**Location annotation dataset excerpts:**

┄┄┄┄┄┄┄┄┄┄

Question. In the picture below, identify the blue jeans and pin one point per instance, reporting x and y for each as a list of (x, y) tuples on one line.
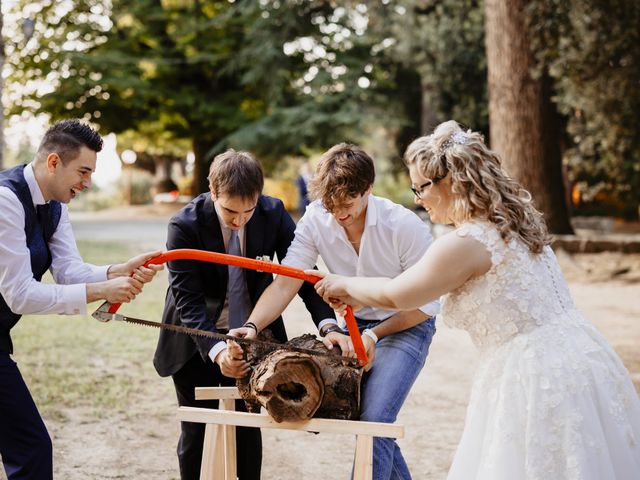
[(398, 361)]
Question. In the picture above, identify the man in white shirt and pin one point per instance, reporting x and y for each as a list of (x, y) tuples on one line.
[(36, 236), (356, 232)]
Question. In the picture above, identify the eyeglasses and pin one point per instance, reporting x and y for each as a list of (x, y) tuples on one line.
[(418, 191)]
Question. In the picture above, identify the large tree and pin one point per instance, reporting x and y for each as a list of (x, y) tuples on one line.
[(525, 126), (213, 72), (590, 50)]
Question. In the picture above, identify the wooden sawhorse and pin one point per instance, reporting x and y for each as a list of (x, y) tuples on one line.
[(219, 451)]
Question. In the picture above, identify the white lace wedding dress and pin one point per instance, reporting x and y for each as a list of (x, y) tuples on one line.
[(551, 400)]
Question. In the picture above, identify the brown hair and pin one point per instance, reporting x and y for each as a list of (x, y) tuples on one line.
[(344, 171), (237, 174), (480, 188)]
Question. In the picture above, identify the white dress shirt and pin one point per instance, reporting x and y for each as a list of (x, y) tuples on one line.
[(393, 240), (23, 293)]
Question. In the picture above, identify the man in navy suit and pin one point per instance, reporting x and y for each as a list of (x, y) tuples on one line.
[(36, 236), (234, 217)]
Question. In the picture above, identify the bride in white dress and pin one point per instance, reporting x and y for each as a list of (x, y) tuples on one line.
[(551, 399)]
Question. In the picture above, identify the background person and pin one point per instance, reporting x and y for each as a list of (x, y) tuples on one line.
[(36, 236), (551, 399)]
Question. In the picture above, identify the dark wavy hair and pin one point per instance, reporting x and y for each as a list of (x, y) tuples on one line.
[(344, 171)]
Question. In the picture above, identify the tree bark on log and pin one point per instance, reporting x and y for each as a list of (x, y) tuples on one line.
[(295, 386)]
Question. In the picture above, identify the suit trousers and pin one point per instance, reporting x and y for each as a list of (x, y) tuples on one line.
[(25, 445), (198, 373)]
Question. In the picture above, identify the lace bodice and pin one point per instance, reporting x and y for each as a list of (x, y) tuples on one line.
[(520, 292)]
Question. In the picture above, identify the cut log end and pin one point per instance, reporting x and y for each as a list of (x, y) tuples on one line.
[(289, 385)]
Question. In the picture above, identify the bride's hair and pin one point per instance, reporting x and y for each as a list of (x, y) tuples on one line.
[(479, 186)]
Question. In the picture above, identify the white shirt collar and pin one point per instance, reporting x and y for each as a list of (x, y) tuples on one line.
[(34, 188)]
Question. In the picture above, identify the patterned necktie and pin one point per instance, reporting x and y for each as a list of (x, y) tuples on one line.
[(43, 214), (237, 287)]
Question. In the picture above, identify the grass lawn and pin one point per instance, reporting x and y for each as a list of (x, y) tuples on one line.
[(76, 361)]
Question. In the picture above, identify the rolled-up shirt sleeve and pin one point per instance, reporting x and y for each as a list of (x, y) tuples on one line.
[(302, 253), (22, 292)]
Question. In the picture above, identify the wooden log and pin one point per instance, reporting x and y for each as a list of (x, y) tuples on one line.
[(295, 386)]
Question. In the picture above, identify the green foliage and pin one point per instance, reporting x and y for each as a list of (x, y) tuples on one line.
[(591, 51)]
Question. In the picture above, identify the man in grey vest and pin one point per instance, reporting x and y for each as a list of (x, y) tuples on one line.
[(234, 218), (36, 236)]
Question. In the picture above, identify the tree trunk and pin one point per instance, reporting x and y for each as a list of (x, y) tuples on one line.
[(2, 53), (295, 386), (525, 127)]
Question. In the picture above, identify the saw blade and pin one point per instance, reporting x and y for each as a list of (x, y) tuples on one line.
[(106, 316)]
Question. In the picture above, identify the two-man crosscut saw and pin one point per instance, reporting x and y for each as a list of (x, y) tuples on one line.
[(107, 311)]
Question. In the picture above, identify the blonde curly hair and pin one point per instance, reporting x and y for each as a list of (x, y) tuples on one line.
[(480, 188)]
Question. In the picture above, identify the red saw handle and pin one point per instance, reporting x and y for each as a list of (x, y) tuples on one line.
[(262, 266)]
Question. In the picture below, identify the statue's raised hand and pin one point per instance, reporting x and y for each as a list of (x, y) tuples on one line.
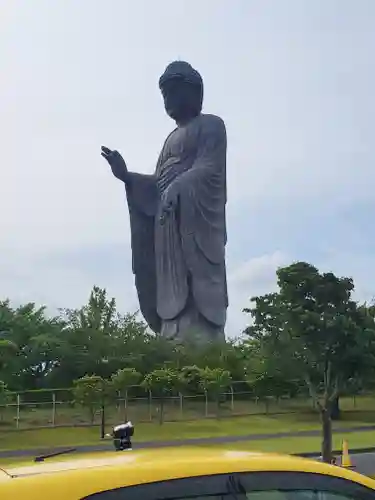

┄┄┄┄┄┄┄┄┄┄

**Requirements:** Copy out every line of the data from the line with "Question. In the picture above, identify the suit" up to and including the line with "[(302, 253), (22, 292)]", adding -137 to each x and y coordinate.

**Exercise answer:**
Question. In the picture above, identify the suit trousers and pin one point per instance, reporting x and y for each as a list of (x, y) tuples on one line.
[(-112, 308), (61, 236)]
Question. In the picture above, identify the lace bodice and pin one point per instance, reporting x and y for each as a list of (x, y) tuples on one line.
[(383, 155)]
Question. In the picture above, identify the cut log end and pin one point per instance, reporting x and y for each as a list of (x, y) tuples on one line.
[(152, 248)]
Question. In the picture above, identify the bride's hair and pin one point per instance, reporting x and y for each as a list of (x, y) tuples on one line.
[(342, 49)]
Question. In the picture above, identify the white shirt collar and pin one point per instance, reporting x and y for each as a list of (x, y) tuples on one line.
[(-103, 51)]
Question. In the picture above, identify the patterned necktie and pin one point per instance, reporting x and y for each as a list of (x, y) tuples on one line.
[(-94, 77), (100, 150)]
Question. In the picture above, identify the grass lawn and pin one point per instance, reporting x and y for each as a list of (x, y) tuples on one line.
[(-61, 224)]
Question. In the picture above, identify the rolled-up shirt sleeve and pin one point per instance, reporting x and y for each as a list of (x, y) tuples on one line.
[(165, 116), (-115, 155)]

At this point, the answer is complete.